* start Material provided *
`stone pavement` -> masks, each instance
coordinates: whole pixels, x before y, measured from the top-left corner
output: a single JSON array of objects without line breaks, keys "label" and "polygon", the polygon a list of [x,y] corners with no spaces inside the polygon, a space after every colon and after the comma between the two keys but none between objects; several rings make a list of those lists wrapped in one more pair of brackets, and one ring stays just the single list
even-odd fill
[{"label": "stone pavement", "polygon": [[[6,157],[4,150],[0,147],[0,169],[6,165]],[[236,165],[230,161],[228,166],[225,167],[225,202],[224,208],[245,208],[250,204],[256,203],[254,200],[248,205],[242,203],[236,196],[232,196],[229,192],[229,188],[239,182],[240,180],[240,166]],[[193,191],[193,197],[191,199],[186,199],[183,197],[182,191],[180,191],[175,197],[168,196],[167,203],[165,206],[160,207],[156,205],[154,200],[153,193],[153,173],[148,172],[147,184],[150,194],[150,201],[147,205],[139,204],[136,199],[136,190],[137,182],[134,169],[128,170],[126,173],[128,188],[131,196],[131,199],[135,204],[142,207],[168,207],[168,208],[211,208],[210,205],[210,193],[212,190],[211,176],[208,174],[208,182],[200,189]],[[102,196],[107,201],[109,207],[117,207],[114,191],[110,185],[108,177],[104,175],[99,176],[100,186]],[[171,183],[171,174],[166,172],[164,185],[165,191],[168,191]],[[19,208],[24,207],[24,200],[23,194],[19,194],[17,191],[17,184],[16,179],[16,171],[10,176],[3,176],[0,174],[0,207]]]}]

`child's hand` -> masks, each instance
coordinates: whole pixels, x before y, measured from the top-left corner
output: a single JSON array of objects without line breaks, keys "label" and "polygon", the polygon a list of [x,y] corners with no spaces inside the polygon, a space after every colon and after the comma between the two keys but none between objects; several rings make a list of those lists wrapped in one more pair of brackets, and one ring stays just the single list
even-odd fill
* end Material provided *
**Work to complete:**
Could you format every line of the records above as a Markdown table with the columns Row and Line, leaving out the blank lines?

**Task solution:**
| Row | Line |
|---|---|
| 1 | `stone pavement` -> masks, each instance |
| 2 | coordinates: whole pixels, x before y, measured from the top-left corner |
| 3 | output: a single JSON array of objects without line breaks, keys "label" and "polygon", the polygon a list of [x,y] corners with no spaces inside the polygon, a space after every colon and after the comma between the two keys but none between objects; several rings make a list of those lists wrapped in one more pair of brackets, and one ring stays just the single list |
| 4 | even-odd fill |
| 5 | [{"label": "stone pavement", "polygon": [[[6,157],[4,150],[0,147],[0,169],[6,165]],[[236,165],[230,161],[228,166],[225,167],[225,202],[224,208],[245,208],[250,204],[256,203],[254,200],[248,205],[242,203],[236,196],[232,196],[229,192],[229,188],[239,182],[240,180],[240,166]],[[193,191],[193,197],[191,199],[186,199],[183,197],[182,191],[180,191],[175,197],[168,196],[167,203],[165,206],[160,207],[156,205],[154,200],[153,193],[153,173],[148,172],[147,184],[150,194],[150,201],[147,205],[139,204],[136,199],[136,190],[137,182],[134,169],[128,170],[126,173],[128,188],[131,196],[131,199],[135,204],[142,207],[168,207],[168,208],[211,208],[210,205],[210,193],[212,190],[211,176],[208,174],[208,182],[200,189]],[[102,196],[107,201],[109,207],[117,207],[114,191],[110,185],[108,177],[104,175],[99,176],[100,186]],[[171,183],[171,174],[166,172],[164,185],[165,191],[168,191]],[[19,208],[24,207],[24,200],[23,194],[19,194],[17,191],[17,184],[16,179],[16,171],[10,176],[3,176],[0,174],[0,207]]]}] |
| 6 | `child's hand` -> masks, each instance |
| 7 | coordinates: whole pixels, x before y, measured from the top-left corner |
| 8 | output: a single JSON array of objects without line breaks, keys "label" and "polygon", the polygon a list of [x,y] corners with no spaces inside the polygon, a space after every colon and after the comma between the two keys but none between objects; several rings make a list of those lists wrapped in one more pair of brackets, and one ring stays just the single list |
| 9 | even-odd fill |